Excerpts of location labeling data
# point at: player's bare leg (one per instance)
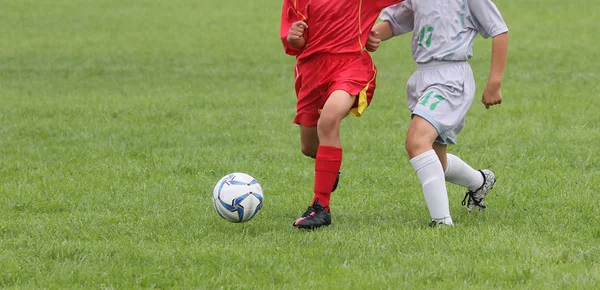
(328, 159)
(424, 160)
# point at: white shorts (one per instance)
(442, 93)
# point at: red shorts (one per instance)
(320, 75)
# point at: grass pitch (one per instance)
(118, 117)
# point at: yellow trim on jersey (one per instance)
(296, 8)
(362, 98)
(359, 26)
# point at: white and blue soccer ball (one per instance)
(237, 197)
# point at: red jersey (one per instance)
(334, 26)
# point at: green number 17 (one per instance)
(424, 100)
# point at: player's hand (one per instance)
(373, 42)
(492, 95)
(296, 31)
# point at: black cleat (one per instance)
(315, 216)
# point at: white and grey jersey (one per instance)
(444, 30)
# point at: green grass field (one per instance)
(118, 117)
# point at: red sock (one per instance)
(327, 167)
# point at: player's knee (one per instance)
(309, 150)
(415, 146)
(328, 125)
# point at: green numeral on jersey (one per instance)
(423, 100)
(425, 34)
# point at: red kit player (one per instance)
(334, 75)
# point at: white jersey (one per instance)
(444, 30)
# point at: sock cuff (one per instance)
(329, 153)
(424, 159)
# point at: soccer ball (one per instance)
(237, 197)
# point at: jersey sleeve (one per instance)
(289, 15)
(400, 17)
(487, 18)
(385, 3)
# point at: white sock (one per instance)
(431, 174)
(460, 173)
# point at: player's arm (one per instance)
(492, 93)
(295, 35)
(291, 31)
(489, 23)
(397, 19)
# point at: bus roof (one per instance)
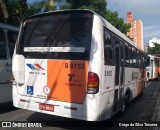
(8, 27)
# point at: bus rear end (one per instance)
(51, 66)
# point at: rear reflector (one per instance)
(93, 83)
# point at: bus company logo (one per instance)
(35, 67)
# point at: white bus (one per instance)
(8, 36)
(153, 70)
(75, 64)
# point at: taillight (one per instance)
(93, 83)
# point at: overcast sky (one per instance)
(146, 10)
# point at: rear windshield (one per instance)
(57, 36)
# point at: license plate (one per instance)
(46, 107)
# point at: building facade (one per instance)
(136, 31)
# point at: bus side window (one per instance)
(108, 48)
(3, 52)
(12, 37)
(127, 63)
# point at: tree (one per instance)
(4, 10)
(155, 49)
(99, 6)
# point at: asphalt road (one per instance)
(141, 109)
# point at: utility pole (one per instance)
(4, 9)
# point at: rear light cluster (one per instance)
(93, 83)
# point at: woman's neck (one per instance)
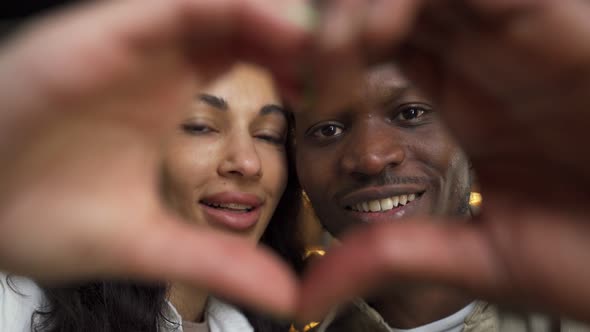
(188, 301)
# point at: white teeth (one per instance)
(385, 204)
(403, 199)
(231, 206)
(375, 206)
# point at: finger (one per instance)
(225, 265)
(389, 23)
(453, 255)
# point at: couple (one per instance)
(229, 166)
(38, 94)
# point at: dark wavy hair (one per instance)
(130, 306)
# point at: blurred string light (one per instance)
(475, 199)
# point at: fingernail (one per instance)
(302, 15)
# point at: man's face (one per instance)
(386, 157)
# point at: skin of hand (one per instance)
(512, 81)
(87, 95)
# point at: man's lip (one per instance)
(235, 197)
(374, 193)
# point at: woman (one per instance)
(225, 167)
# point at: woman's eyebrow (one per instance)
(214, 101)
(272, 108)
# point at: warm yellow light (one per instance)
(475, 199)
(313, 252)
(306, 328)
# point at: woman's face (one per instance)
(225, 165)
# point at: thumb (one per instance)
(416, 250)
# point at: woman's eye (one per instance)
(193, 128)
(327, 131)
(410, 113)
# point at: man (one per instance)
(510, 78)
(384, 159)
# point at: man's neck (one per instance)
(416, 306)
(188, 301)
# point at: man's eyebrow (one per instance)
(392, 92)
(214, 101)
(272, 108)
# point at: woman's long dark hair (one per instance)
(134, 307)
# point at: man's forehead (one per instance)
(384, 82)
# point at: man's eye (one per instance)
(193, 128)
(327, 131)
(410, 113)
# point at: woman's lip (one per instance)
(235, 197)
(233, 220)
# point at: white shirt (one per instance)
(452, 323)
(20, 297)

→ **Task description**: Print, word for word, the part of the records that starts with the line containing "# point at: woman's eye (one per instance)" and runs to the end of the records, including both the first and last lines.

→ **Result of this exercise**:
# point at: woman's eye (one per instance)
(193, 128)
(327, 131)
(410, 113)
# point at: man (one per instance)
(510, 78)
(384, 159)
# point at: man's neck (one per instance)
(416, 306)
(188, 301)
# point at: man's eyebrow (one per instance)
(392, 92)
(214, 101)
(272, 108)
# point at: woman's long dark hair (one per instance)
(134, 307)
# point at: man's forehead (one per instance)
(384, 82)
# point at: man's eye (one per instance)
(193, 128)
(327, 131)
(410, 113)
# point at: woman's lip (one per instance)
(235, 197)
(233, 220)
# point at: white shirt (one per instance)
(452, 323)
(20, 297)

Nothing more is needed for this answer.